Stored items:
(begin)
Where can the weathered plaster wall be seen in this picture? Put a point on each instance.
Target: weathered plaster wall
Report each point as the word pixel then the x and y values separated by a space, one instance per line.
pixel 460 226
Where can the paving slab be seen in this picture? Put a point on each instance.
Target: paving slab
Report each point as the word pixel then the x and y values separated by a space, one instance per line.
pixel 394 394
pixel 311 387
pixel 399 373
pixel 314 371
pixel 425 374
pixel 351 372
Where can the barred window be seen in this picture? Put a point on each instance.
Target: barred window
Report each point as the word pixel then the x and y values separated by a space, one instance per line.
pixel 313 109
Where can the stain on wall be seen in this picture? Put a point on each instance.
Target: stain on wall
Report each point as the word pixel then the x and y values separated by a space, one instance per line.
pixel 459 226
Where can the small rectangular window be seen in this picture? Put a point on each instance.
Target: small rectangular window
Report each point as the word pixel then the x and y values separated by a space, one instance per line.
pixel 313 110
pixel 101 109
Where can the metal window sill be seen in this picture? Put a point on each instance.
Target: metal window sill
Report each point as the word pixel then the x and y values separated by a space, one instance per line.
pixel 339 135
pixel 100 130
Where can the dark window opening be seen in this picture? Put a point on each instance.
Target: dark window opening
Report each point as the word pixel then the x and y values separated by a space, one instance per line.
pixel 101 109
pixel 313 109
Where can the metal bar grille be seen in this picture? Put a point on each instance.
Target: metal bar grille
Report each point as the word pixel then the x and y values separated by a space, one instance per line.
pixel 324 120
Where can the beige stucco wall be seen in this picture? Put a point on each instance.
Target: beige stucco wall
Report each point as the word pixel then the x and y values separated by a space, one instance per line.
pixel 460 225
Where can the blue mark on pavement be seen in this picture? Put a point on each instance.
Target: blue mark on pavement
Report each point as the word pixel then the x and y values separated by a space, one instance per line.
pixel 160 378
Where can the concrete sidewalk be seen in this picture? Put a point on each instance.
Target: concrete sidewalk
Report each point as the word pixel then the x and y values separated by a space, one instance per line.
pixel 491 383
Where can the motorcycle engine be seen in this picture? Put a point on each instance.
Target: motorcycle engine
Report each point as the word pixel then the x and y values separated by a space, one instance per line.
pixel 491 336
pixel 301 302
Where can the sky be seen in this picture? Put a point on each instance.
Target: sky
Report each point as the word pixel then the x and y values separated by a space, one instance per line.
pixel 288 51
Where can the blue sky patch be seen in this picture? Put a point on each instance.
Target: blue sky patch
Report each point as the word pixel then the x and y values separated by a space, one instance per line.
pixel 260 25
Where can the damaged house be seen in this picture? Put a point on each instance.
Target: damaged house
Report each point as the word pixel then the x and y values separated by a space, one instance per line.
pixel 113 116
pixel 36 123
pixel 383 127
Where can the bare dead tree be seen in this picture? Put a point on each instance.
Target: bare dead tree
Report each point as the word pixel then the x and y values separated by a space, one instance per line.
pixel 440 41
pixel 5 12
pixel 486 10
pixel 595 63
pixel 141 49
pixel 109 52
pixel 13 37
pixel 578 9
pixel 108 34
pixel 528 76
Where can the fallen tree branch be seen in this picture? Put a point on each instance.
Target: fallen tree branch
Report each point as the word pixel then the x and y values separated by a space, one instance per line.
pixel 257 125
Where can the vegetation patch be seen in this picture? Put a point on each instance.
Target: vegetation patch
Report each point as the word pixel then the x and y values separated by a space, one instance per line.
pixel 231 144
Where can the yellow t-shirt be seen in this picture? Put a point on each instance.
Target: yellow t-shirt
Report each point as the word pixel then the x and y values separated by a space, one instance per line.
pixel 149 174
(end)
- Work instructions: Give every line of the records above as a JSON list of strings, one string per line, with blank lines left out.

- Reply to the exercise:
[
  "Where can the weathered plaster wall be seen in this picture? Put a point on each instance.",
  "Target: weathered plaster wall",
  "Report each point as the word pixel then the x and y values separated by a space, one instance per line.",
  "pixel 460 226",
  "Where can the paving slab be seen in this picture? Put a point on each instance.",
  "Target: paving slab",
  "Report each point as the word pixel then the x and y values separated by a space, one instance per line.",
  "pixel 394 394",
  "pixel 311 387",
  "pixel 399 373",
  "pixel 314 371",
  "pixel 425 374",
  "pixel 351 372",
  "Where can the barred window be seen in this picture? Put a point on each instance.",
  "Target: barred window",
  "Report each point as the word pixel then the x and y values separated by a space, one instance per line.",
  "pixel 313 109",
  "Where can the stain on wall be seen in this picture? Put a point on each instance.",
  "Target: stain on wall",
  "Report each point as the word pixel then the x and y values separated by a space, one instance per line.",
  "pixel 459 226",
  "Where can the small rectangular window be seen in this picture? Put a point on each instance.",
  "Target: small rectangular window",
  "Report each point as the word pixel then the x and y values separated by a space, one instance per line.",
  "pixel 313 110",
  "pixel 101 109",
  "Where can the metal window sill be seen in this picture? Put a point on each instance.",
  "Target: metal window sill",
  "Report each point as the word pixel then the x and y values separated by a space, one instance per line.",
  "pixel 339 135",
  "pixel 100 130",
  "Where can the dark window opening be seen in this picture? Put a point on each instance.",
  "Target: dark window opening",
  "Report each point as the word pixel then the x and y values separated by a space, one instance per line.",
  "pixel 101 109",
  "pixel 313 109",
  "Where can the metal bar grille be seen in this picture? Put a point on each instance.",
  "Target: metal bar grille",
  "Report each point as the word pixel then the x and y values separated by a space, one instance per line.",
  "pixel 324 120",
  "Where can the beige stucco wall be seen in this picture? Put a point on each instance.",
  "Target: beige stucco wall",
  "Report each point as the word pixel then the x and y values separated by a space, one instance per line.",
  "pixel 460 225",
  "Where can the blue mark on pavement be seen in this picture? Put a point on each instance.",
  "Target: blue mark on pavement",
  "Report each point as the word pixel then the x and y values separated by a space, one instance per line.",
  "pixel 160 378",
  "Where can the concrete sidewalk be seen in this picture? Put a point on each instance.",
  "Target: concrete sidewalk",
  "Report each point as the word pixel then the x and y values separated by a space, one instance per line.",
  "pixel 491 383",
  "Where can the motorcycle engine be seen in this picture? Put a point on each instance.",
  "Target: motorcycle engine",
  "Report each point as the word pixel then the x and y values separated by a space, one instance per line.",
  "pixel 491 336",
  "pixel 301 302",
  "Where can the sky be seen in this picture? Put a point on each instance.",
  "Target: sky",
  "Report each point as the word pixel then the x and y values separated by a space, one instance per line.",
  "pixel 288 51",
  "Where can the blue sky patch be seen in this picture? Put a point on each instance.",
  "Target: blue sky patch",
  "Report each point as the word pixel then the x and y values separated by a space, one instance per line.",
  "pixel 260 25",
  "Where can the damaged house be seen in this picture? Put a point on each instance.",
  "Target: damaged house",
  "Report each point as the word pixel then the x and y values separated by a space, one instance per line.",
  "pixel 113 116",
  "pixel 36 123",
  "pixel 383 127",
  "Where can the bare dead tree be seen in this picture? Put a point on each instance.",
  "Target: bare dead tree",
  "Report each point as the word pixel then the x and y values separated by a space, one instance per line.",
  "pixel 440 41",
  "pixel 5 12",
  "pixel 486 10",
  "pixel 595 63",
  "pixel 141 49",
  "pixel 109 52",
  "pixel 13 37",
  "pixel 578 9",
  "pixel 108 34",
  "pixel 528 76",
  "Where can the fallen tree branch be seen in this picture? Put a point on each instance.",
  "Target: fallen tree branch",
  "Report each point as the word pixel then the x and y values separated by a space, one instance per line.",
  "pixel 257 125",
  "Where can the vegetation patch be seen in this picture? Put a point on each instance.",
  "Target: vegetation patch",
  "Report each point as the word pixel then the x and y values separated by a space, one instance per line.",
  "pixel 231 144",
  "Where can the yellow t-shirt be seen in this picture? Put a point on each instance.",
  "Target: yellow t-shirt",
  "Report each point as the word pixel then the x and y values separated by a space, one instance per line.",
  "pixel 149 174"
]